- _Records from a data collection_
## BEGIN

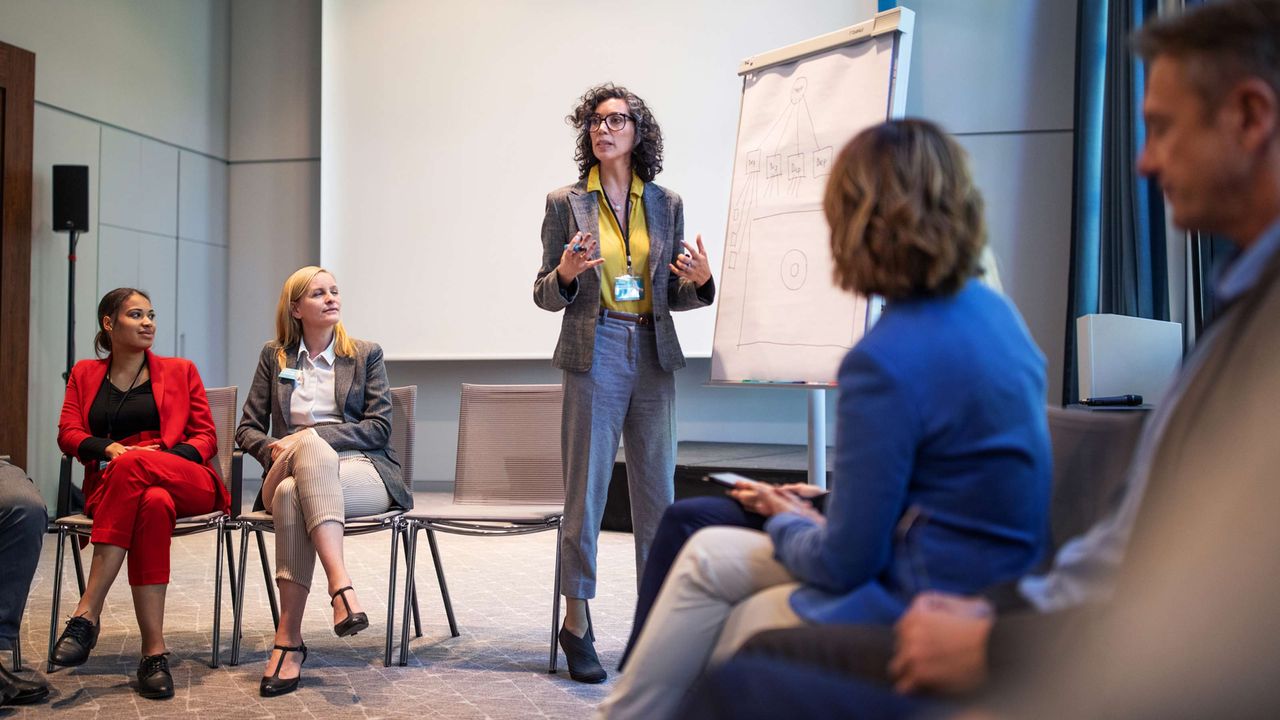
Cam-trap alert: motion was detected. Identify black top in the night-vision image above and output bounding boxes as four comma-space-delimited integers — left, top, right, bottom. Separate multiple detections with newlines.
77, 378, 201, 462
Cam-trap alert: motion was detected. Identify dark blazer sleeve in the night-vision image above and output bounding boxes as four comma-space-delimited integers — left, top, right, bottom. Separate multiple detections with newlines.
236, 342, 275, 468
667, 193, 716, 311
315, 343, 392, 452
534, 192, 579, 313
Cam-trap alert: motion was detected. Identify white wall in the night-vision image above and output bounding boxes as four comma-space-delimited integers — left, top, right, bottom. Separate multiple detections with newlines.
900, 0, 1075, 405
227, 0, 320, 478
0, 0, 228, 502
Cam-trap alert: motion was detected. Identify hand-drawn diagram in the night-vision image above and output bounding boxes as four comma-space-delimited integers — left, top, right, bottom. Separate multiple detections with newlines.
728, 76, 832, 269
712, 35, 893, 382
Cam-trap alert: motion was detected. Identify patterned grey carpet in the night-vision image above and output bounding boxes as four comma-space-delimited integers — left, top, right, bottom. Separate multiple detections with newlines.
0, 489, 635, 720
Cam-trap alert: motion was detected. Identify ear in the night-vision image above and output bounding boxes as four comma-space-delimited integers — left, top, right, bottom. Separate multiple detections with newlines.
1228, 77, 1280, 152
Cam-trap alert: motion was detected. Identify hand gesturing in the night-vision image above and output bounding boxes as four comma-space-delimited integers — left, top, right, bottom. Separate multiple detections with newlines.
556, 232, 604, 286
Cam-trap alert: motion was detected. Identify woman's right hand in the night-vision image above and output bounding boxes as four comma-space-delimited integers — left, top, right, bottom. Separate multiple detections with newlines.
556, 232, 604, 287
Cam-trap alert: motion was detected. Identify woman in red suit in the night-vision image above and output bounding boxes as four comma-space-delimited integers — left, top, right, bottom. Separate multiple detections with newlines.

## END

- _Challenge_
Express the lines of the listing above, from the line that contains "Cam-trap alert: motion was detected. Identify white" up to and including the line that contains "0, 0, 228, 502", as a JSON list of strings with one string per line, leaving out blank lines.

- _Full solution_
[
  "Cam-trap alert: motion was detected. Identify white wall in the night-vision image above and output bounding boxes as four comma-space-delimited integers — left, top, right, bottom. Separate multiple detections with newlines.",
  "900, 0, 1075, 405",
  "227, 0, 320, 478",
  "0, 0, 228, 502"
]